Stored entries
- - -
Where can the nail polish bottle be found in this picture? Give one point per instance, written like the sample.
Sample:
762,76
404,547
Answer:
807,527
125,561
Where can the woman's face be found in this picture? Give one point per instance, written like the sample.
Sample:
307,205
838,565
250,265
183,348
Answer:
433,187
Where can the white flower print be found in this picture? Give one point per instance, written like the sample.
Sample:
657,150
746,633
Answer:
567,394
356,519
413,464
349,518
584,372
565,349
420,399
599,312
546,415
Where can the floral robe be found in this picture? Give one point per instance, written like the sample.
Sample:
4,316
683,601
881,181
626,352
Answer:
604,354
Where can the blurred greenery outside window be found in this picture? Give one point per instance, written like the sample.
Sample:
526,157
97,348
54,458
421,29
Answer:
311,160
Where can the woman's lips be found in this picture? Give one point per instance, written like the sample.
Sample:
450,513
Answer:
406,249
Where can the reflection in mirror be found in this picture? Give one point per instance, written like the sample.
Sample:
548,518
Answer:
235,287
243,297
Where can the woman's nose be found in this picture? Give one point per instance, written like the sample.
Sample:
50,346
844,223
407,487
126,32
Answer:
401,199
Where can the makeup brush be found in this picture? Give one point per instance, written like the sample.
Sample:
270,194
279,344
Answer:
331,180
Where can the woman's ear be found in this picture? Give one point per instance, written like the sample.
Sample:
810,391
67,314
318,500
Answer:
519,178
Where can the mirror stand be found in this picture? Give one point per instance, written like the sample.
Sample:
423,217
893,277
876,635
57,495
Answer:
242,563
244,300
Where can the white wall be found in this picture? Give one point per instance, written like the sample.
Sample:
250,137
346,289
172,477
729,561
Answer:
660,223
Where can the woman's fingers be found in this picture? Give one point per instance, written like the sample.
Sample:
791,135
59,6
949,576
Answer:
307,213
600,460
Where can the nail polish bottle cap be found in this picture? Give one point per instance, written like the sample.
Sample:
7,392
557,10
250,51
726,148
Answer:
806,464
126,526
- - -
## Work task
Output all the lines above, matching them word for word.

## Reply
Where can the nail polish bottle be found in this picture? Give one point per instance, written like the sample.
Sample:
762,76
404,547
Answer:
807,527
125,561
Where can the woman's face be found in this picture? Give one point per instance, written like the sample.
Sample:
307,205
838,565
250,265
183,348
Answer:
433,187
Where can the white flower print be found in this picture? Give one point per instance, written like the sample.
Sample:
657,150
746,633
Answer:
567,394
356,519
413,464
349,518
584,372
565,349
420,399
599,312
546,415
Where can the floral robe be found in this picture? Give one point per instance, written like the sample.
Sample:
4,316
683,601
881,181
626,352
Answer:
604,354
Where can the blurred greenery outside window be found in this picture? Give one point per instance, written like the sample.
Sample:
526,157
97,348
54,458
421,29
Answer:
311,160
Where can the woman's lips be found in this picture? Give one point per instance, written like the sample.
Sample:
450,513
Answer:
406,249
Where can the reflection in mirror be found in this picture? Give one point per instance, written like the sample.
Sample:
548,518
Answer:
235,287
243,297
Where can the woman's nose be found in this picture? Give one point per instance, written like the sample.
Sample:
50,346
844,223
407,487
126,32
Answer:
401,199
Where can the makeup brush be found in this picture? Give one point per instance, written like the sample.
Sample:
270,194
279,344
Answer:
331,180
Where can the woman's ear be found in this picture? Give one point per instance, written like the sample.
Sample:
810,391
67,314
318,500
Answer:
519,178
Where can the mirror stand be found in this picture? Give one point per instance, written like the sample.
Sample:
423,217
893,277
876,635
57,495
Answer:
242,563
244,300
Where can the white wall be found in this picture? Give one point per instance, written like the sample.
Sample:
250,137
346,289
172,477
729,561
Answer:
660,223
Where can the woman's fingers be found in this picture? Give one point per instance, written like the sample.
Sample:
791,135
59,6
949,576
Answer:
307,213
600,460
Where can the nail polish bottle cap be found in this picture? Give one point per instance, written like the sample.
Sample:
7,392
557,10
250,51
726,148
Answer:
806,464
126,526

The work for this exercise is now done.